INSTRUCTIONS TO FOLLOW -
Rewrite every line of the records below, requests included, scaling each x and y coordinate in the answers by 2.3 and rounding it to a whole number, with halves rounded up. Leave all numbers in the requests unchanged.

RECORDS PROVIDED -
************

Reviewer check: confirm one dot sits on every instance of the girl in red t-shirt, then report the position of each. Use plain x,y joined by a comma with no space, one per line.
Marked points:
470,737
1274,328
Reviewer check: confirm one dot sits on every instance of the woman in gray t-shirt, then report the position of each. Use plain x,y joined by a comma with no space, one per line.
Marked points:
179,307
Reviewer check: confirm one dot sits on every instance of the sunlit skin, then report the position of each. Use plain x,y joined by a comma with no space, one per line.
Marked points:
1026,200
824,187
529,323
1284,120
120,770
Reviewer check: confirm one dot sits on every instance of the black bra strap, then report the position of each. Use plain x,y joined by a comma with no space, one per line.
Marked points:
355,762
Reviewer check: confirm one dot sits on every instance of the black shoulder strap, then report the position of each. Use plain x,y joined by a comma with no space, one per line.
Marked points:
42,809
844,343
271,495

************

IN RESPONSE -
Reviewer check: confirm one dot sits on every instance of the girl in red t-shirt, then report the position of each. Use plain x,y joined by a comma with no space, one per line.
Marked points:
1081,1695
2930,754
Reviewer check: confirm one dot sits on every instance of the woman in gray t-shirt, then report the position of each. Use plain x,y joined by a comma with no space, one per line.
Marked points:
412,706
Reviewer check: confirm one dot sits on every instance of the sunlit skin, then report the position of each. Use plain x,y joined by a comma with no space, one per line.
Marked points:
2360,460
1895,430
1217,743
2953,276
276,1771
Reviewer check: confirm one dot sits on every instance of the black bra strap, then report the position of each. Use plain x,y joined by a comma with no space, one per line.
Marked points:
817,1753
Reviewer check: confirm one dot sits on every instance of the black shoulder strap, then report the position of each. Use plain x,y joined by a comma with no space, one per line.
Marked points:
97,1861
1941,789
623,1139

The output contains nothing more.